● **Problems**
- a) Transcribe everything in the vanilla bean thread from "2. Should I" down to "taste is right?".
- b) Answer these questions from the vanilla bean thread:
(i) How much of a bean did Scooter68 use for a two gallon batch of Peach Vanilla?
(ii) What grade of beans does reeflections say they have?
(iii) How much vanilla does Ty520 typically add to meads, and for how long?
- c) State whether each statement agrees with the vanilla bean thread, and quote the words that decide it:
(i) Scooter68 sanitizes the vanilla bean before adding it.
(ii) Ty520 considers splitting the bean necessary.
(iii) reeflections says grade A beans are soft and better for splitting or scraping.

● **Text shown**
────────────────────
2. Should I add the vanilla during the primary, secondary, or aging stage? 

3. Read on another thread here that the vanilla keeps getting stronger with age. Would it be a good idea to taste often and remove the bean(s) when the taste is right?


----------



## Scooter68 (Oct 21, 2020)

For a two gallon batch of Peach Vanilla I used 1/4 of a bean. It was more than enough. The vanilla taste dominates, but it's still good. I would suggest adding after fermentation - during aging and split the batch. Use vanilla bean in only one half of the batch. For 5 Gallon batch, if it was me doing it, I'd use 1/8 of bean in each of two one gallon carboys. If you have a 3 gallon carboy put the other 3 gallons in there with no vanilla. You can taste test over the aging period and you will probably find you will have plenty of Vanilla to go around OR you can always add it to the 3 gallon batch if you are happy after a couple of months. I think I had mine in there for about 4 months total, or maybe 6. It can't be undone but you can always age a little longer and add it in for the extra aging time. 
As far as prepping the vanilla bean - I tried scraping the bean not much good but I did split the bean open.


----------



## reeflections (Oct 21, 2020)

Scooter68 said:


> For a two gallon batch of Peach Vanilla I used 1/4 of a bean. It was more than enough. The vanilla taste dominates, but it's still good. I would suggest adding after fermentation - during aging and split the batch. Use vanilla bean in only one half of the batch. For 5 Gallon batch, if it was me doing it, I'd use 1/8 of bean in each of two one gallon carboys. If you have a 3 gallon carboy put the other 3 gallons in there with no vanilla. You can taste test over the aging period and you will probably find you will have plenty of Vanilla to go around OR you can always add it to the 3 gallon batch if you are happy after a couple of months. I think I had mine in there for about 4 months total, or maybe 6. It can't be undone but you can always age a little longer and add it in for the extra aging time.
> As far as prepping the vanilla bean - I tried scraping the bean not much good but I did split the bean open.



Thanks Scooter! Well that sounds like a good plan. I think I'll give it a shot.

From what I have read, grade A beans are soft and better for splitting/scraping, while the grade B (like I have) is dry and doesn't split and scrape so well. I think I'll just chop 'em and bag 'em. 

.


----------



## Scooter68 (Oct 22, 2020)

Yup My single bean was too dry to scrap but I was able to cut it lengthwise. Not sure how much good that did. I ended up putting the rest of the bean in old vanilla extract bottle with everclear and now I use a few a drop or two to flavor my coffee now and then.


----------



## Raptor99 (Oct 30, 2020)

Do you sanitize the vanilla bean in any way? Soak it in vodka?


----------



## Scooter68 (Oct 31, 2020)

Nope - I put it in once the wine is through fermenting and is already protected by Alcohol, Acidity and K-Meta.


----------



## Ty520 (Nov 1, 2020)

I would suggest more than the 1/8 of a bean. Whenever I add vanilla to my meads,I typically do 1 bean per gallon for 2 months to make it noticable.

Splitting the bean will help infuse it faster, but is not necessary. I make vanilla extract with whole, un-split beans, and I can reuse them over and over. It may actually be better to not split it so you can control the infusion more slowly.
────────────────────
(Items stored from a collection)
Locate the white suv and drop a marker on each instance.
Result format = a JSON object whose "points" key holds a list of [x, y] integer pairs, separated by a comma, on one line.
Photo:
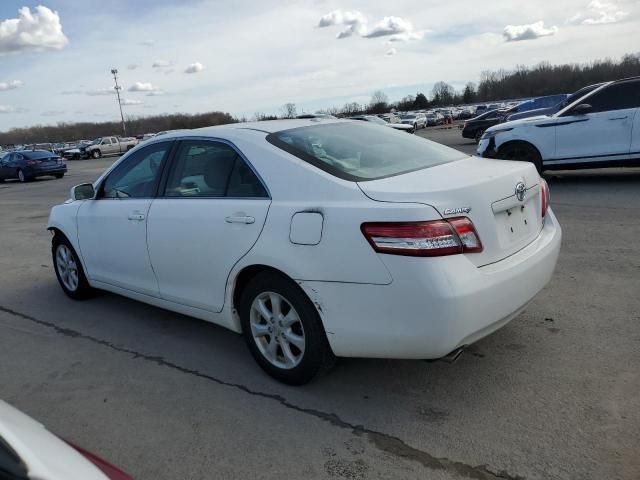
{"points": [[601, 129]]}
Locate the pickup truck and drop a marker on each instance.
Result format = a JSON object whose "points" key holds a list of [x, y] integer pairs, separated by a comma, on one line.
{"points": [[109, 146]]}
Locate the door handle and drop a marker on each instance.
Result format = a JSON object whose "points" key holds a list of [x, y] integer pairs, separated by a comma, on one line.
{"points": [[239, 219]]}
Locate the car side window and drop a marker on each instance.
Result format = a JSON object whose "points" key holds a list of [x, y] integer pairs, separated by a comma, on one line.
{"points": [[138, 175], [619, 96], [211, 170]]}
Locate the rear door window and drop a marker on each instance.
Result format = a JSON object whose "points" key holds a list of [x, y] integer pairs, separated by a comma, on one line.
{"points": [[212, 169]]}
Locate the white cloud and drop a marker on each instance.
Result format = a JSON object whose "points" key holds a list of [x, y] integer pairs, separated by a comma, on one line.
{"points": [[516, 33], [162, 64], [99, 91], [131, 102], [391, 26], [32, 31], [396, 28], [143, 87], [599, 13], [194, 68], [355, 21], [10, 85]]}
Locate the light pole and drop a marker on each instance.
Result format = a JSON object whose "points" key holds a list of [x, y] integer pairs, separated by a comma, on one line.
{"points": [[114, 72]]}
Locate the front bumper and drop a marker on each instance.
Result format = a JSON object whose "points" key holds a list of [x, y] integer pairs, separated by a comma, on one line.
{"points": [[434, 305]]}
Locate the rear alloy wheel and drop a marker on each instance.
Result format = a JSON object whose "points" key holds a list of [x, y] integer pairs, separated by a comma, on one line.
{"points": [[69, 269], [283, 329], [522, 152]]}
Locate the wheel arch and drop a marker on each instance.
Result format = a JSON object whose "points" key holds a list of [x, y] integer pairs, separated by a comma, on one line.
{"points": [[248, 272]]}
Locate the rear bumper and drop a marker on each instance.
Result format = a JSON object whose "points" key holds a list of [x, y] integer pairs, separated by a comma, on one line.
{"points": [[434, 305]]}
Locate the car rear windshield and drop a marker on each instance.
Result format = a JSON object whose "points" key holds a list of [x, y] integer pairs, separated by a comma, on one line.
{"points": [[34, 155], [359, 151]]}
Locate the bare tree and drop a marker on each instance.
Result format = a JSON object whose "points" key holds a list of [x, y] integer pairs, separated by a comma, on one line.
{"points": [[379, 97]]}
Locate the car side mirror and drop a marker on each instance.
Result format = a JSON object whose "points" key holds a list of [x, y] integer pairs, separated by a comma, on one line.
{"points": [[84, 191], [582, 109]]}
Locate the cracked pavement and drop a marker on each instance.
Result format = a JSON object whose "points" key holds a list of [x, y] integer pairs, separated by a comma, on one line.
{"points": [[555, 394]]}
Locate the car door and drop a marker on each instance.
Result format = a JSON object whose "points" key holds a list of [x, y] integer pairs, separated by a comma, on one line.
{"points": [[604, 133], [634, 151], [210, 214], [112, 228], [6, 171]]}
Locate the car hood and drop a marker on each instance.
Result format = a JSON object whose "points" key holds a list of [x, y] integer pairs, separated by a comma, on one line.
{"points": [[518, 123]]}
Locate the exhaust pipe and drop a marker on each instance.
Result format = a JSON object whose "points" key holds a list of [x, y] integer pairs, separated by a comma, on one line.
{"points": [[450, 357]]}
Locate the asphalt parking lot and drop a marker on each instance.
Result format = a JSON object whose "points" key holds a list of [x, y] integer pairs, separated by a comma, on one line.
{"points": [[553, 395]]}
────────────────────
● **Solutions**
- a)
2. Should I add the vanilla during the primary, secondary, or aging stage? 

3. Read on another thread here that the vanilla keeps getting stronger with age. Would it be a good idea to taste often and remove the bean(s) when the taste is right?

- b)
(i) 1/4 of a bean.
(ii) Grade B.
(iii) 1 bean per gallon for 2 months.

- c)
(i) No: "Nope - I put it in once the wine is through fermenting and is already protected by Alcohol, Acidity and K-Meta."
(ii) No: "Splitting the bean will help infuse it faster, but is not necessary."
(iii) Yes: "grade A beans are soft and better for splitting/scraping"